#### Text passage:
However, Poduri discloses:
aggregating the derived quality feature, availability feature, and cardinality feature of the attribute to generate the value score for the attribute.  (Poduri, [0038] An example of an insight algorithm is  an aggregation algorithm. An aggregation algorithm, applied to a particular metric and a particular attribute value, computes a ratio of (a) a sum of the particular metric for communications, associated with the particular attribute value, with a particular node to (b) a sum of the particular metric for all recorded communications with the particular node. [0095] each of a set of insights may be associated with a same attribute but a different attribute value. The set of insights may be generated by an aggregation algorithm; [0122] The insight engine computes new scores for the insights. The new scores may be determined based on different weights. A weight may be determined based on a previously presented primary anomaly. [0124] Additionally or alternatively, the insight engine determines a weight, to be applied to a global score associated with a particular insight, based on a particular attribute value associated with the particular insight [0154], line 4 -an insight that specifies a percentage in which communications associated with a particular attribute value contributed to a particular metric may be generated by an aggregation algorithm.)
  Therefore, it would have been obvious to a person of ordinary skill in the art before the effective filing date of the claimed invention to incorporate the teaching of Burdick with the teaching of Poduri to generate a set of insights based on the set of metrics and to select an anomaly based on a context and also to determine a new context for selecting another primary anomaly. Hence, a series of primary anomalies may be selected, each primary anomaly being related to each other. (Poduri, abstract) 
  However, Burdick in view of Poduri does not clearly disclose: wherein deriving the value score for the attribute based on the aggregation of the series of features further comprises: processing the attribute to derive a quality feature of the attribute, the quality feature identifies a number of differences between the attribute as identified in the dataset and the modified attribute modified according to the set of standardization rules;  147837792.1-24- Docket No. 133499-8005.US00 processing the attribute to derive an availability feature of the attribute, the availability feature indicative of a number of null entries in the portion of data in the dataset that corresponds to the attribute; processing the attribute to derive a cardinality feature of the attribute, the cardinality feature indicative of a difference of the attribute relative to other attributes in the dataset; 
  However, Miller discloses:  
processing the attribute to derive an availability feature of the attribute, the availability feature indicative of a number of null entries in the portion of data in the dataset that corresponds to the attribute; ( Miller ,[0275], The display table section 1322 can provide detailed information corresponding to various fields or field values that relate to the selected result group 1315. In the illustrated embodiment of FIG. 13A, the display table section 1322 includes a field name column 1324, a type column 1326, a match column 1328, a uniqueness column 1330, a null values column 1332, and a top value column 1334. [0276]The null values column 1332 can identify the percentage of events in the result group 1315 that include a null value for identified in the field name column 1324. )

#### Stored records:
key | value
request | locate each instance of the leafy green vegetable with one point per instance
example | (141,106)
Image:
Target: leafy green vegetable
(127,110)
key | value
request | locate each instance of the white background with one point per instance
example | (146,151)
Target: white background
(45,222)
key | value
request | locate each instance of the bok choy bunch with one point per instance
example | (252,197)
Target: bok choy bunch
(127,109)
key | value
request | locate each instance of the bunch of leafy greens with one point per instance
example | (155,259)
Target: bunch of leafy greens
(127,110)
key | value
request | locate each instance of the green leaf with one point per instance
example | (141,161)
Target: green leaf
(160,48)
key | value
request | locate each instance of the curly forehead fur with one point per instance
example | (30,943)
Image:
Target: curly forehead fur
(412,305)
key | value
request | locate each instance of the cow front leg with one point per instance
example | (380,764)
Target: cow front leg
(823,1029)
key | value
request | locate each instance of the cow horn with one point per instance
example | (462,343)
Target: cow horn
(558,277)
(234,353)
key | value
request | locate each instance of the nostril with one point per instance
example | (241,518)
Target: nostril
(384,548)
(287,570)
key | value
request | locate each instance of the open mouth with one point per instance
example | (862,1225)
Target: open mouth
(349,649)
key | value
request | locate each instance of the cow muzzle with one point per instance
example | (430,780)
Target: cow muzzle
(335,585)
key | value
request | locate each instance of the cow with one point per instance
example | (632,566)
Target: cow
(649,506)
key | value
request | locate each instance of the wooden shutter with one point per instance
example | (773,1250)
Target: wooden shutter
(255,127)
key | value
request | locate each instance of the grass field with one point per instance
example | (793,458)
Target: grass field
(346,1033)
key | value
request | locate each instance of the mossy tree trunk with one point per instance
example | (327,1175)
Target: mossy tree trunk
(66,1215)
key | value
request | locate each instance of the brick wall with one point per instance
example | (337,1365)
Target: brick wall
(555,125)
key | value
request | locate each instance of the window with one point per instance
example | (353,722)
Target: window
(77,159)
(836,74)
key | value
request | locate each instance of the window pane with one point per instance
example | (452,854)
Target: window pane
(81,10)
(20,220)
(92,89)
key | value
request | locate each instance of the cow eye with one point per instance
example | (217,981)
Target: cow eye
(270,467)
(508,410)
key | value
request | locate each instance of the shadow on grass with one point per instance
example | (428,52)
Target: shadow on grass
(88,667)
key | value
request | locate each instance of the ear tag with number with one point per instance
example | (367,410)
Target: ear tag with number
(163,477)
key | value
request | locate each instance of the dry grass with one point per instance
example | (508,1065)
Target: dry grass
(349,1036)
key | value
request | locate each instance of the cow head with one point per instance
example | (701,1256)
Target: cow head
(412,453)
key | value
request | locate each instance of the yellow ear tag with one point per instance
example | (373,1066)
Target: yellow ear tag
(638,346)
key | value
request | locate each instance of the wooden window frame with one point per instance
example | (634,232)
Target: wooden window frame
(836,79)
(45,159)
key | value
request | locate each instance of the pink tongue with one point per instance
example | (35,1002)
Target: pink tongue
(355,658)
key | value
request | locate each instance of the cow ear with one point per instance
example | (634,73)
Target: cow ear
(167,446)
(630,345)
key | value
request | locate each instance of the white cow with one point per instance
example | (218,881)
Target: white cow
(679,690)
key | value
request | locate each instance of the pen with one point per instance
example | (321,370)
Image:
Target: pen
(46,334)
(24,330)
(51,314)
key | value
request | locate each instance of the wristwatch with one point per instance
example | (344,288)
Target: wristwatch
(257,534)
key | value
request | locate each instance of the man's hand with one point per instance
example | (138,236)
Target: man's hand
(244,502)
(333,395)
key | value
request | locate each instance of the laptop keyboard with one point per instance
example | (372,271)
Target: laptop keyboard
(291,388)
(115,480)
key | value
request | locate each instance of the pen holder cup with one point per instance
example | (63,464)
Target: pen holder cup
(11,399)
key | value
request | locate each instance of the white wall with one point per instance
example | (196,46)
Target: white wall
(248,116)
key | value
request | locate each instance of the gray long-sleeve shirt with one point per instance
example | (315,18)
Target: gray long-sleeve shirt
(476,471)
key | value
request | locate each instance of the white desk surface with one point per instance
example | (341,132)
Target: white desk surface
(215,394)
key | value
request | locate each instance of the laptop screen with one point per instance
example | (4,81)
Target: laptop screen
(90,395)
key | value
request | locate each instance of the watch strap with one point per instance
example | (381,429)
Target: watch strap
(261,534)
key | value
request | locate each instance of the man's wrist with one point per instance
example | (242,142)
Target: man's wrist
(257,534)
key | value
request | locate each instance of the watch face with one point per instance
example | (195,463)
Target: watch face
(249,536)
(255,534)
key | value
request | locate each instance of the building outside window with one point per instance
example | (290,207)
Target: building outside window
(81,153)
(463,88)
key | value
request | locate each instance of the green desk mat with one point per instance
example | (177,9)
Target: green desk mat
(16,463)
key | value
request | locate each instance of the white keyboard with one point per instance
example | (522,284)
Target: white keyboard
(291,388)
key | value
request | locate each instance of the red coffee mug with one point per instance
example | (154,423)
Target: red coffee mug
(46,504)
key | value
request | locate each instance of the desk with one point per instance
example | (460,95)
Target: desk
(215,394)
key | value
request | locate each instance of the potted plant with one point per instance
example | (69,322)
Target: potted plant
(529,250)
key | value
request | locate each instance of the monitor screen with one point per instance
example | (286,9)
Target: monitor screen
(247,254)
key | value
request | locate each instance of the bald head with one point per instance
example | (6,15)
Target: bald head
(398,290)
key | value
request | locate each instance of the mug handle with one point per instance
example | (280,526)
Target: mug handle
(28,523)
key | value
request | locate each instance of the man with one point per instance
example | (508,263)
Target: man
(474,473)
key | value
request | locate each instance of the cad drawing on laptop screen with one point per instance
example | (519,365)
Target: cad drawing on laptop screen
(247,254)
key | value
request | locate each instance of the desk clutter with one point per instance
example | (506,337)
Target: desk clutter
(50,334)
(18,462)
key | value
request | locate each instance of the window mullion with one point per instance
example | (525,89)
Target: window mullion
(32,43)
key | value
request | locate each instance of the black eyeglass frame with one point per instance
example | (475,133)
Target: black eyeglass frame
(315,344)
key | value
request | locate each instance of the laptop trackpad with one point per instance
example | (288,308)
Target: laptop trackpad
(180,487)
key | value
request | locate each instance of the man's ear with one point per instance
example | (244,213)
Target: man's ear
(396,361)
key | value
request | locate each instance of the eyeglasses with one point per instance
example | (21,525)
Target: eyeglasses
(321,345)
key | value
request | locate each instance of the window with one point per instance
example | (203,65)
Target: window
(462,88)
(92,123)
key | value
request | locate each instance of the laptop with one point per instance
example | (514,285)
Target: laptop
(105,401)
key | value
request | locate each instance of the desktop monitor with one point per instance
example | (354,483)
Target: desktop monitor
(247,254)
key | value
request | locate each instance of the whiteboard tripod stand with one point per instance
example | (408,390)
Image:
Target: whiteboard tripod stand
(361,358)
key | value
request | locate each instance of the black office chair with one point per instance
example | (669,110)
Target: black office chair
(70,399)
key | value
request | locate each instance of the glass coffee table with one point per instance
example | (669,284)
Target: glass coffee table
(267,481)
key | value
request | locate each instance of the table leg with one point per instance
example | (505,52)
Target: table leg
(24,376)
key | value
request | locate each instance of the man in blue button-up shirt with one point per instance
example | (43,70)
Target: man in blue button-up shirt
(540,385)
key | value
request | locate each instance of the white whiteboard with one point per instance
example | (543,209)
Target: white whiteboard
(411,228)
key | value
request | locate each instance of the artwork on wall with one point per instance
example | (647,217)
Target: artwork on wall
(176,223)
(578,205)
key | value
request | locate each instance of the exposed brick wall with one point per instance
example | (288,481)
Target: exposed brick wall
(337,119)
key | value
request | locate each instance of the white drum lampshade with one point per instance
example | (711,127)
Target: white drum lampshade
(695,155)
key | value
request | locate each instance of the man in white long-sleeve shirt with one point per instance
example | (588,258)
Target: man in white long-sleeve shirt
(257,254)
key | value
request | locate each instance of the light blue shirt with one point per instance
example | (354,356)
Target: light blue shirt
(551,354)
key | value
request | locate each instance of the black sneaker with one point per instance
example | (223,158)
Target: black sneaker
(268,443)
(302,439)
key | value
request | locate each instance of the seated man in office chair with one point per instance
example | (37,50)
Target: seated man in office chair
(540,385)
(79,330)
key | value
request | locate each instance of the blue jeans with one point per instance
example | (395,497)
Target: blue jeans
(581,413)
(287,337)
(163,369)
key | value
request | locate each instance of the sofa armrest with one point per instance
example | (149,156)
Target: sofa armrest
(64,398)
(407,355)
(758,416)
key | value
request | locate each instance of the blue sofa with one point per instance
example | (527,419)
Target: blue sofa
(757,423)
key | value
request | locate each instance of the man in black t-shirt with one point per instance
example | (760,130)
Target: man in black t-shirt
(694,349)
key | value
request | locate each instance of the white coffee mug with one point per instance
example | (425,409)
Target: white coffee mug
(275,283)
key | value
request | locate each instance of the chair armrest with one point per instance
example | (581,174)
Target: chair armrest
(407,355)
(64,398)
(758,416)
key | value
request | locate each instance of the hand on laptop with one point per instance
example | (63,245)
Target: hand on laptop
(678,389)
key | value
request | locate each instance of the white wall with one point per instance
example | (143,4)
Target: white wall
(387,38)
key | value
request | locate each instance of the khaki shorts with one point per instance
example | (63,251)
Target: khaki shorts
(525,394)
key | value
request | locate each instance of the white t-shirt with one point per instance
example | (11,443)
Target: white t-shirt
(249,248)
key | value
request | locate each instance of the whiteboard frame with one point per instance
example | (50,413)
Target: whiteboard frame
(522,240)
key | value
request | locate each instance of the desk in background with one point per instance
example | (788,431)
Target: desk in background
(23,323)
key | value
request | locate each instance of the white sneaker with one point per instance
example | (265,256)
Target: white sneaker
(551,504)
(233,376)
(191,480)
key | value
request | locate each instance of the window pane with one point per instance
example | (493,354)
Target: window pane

#### What the exercise asks:
Reproduce the stretch of the patent examination passage above from "Therefore, it would" through "other. (Poduri, abstract)".

#### Right answer:
Therefore, it would have been obvious to a person of ordinary skill in the art before the effective filing date of the claimed invention to incorporate the teaching of Burdick with the teaching of Poduri to generate a set of insights based on the set of metrics and to select an anomaly based on a context and also to determine a new context for selecting another primary anomaly. Hence, a series of primary anomalies may be selected, each primary anomaly being related to each other. (Poduri, abstract)